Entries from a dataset

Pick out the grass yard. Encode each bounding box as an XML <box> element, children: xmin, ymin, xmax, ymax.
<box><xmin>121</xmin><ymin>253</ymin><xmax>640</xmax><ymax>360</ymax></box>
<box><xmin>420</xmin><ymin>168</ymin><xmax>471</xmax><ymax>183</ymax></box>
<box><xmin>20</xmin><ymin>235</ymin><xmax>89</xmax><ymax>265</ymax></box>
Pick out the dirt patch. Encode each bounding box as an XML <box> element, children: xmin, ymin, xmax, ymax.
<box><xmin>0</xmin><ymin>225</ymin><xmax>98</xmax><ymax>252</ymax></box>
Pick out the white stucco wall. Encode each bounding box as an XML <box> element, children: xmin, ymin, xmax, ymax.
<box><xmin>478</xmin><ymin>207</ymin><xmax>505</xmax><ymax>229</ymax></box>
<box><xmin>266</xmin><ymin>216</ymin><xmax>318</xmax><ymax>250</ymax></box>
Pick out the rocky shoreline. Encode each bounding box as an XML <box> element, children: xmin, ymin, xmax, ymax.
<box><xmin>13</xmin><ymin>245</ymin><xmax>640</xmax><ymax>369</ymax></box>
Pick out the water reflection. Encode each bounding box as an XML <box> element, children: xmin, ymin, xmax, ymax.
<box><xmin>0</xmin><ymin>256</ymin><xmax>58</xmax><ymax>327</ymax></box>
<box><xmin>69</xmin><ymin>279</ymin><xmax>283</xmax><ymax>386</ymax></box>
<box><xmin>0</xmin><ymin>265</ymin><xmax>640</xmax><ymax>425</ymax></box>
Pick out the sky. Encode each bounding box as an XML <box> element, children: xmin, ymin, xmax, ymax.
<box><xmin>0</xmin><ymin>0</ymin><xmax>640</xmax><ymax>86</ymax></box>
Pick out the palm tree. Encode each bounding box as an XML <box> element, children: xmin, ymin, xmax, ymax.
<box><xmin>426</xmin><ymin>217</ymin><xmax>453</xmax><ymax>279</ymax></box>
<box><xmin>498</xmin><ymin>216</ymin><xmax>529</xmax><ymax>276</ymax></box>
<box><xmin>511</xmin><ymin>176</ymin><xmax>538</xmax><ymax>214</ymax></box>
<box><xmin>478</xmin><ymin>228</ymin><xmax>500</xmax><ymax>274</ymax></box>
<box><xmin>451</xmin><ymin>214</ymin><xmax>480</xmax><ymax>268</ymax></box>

### Aim
Pull out every line of the items above that contains the word "children", copying each line in full.

### Response to this task
Pick out the grass yard. Encode each bounding box as an XML <box> element, children: xmin, ymin, xmax, ymax.
Pick out the dirt patch. Encode each bounding box as an XML <box> element, children: xmin, ymin, xmax, ymax.
Pick out the white stucco wall. Encode each bounding box as an XML <box> element, children: xmin, ymin, xmax, ymax.
Pick out the rocky shoreline. Encode each bounding box as an XML <box> element, children: xmin, ymin, xmax, ymax.
Pick out the water reflection. Encode each bounding box as an XML <box> element, children: xmin, ymin, xmax, ymax.
Pick out the sky. Encode each bounding box as an XML <box> element, children: xmin, ymin, xmax, ymax.
Pick out the palm tree. Encode each bounding box as an XML <box> element, children: xmin, ymin, xmax, ymax.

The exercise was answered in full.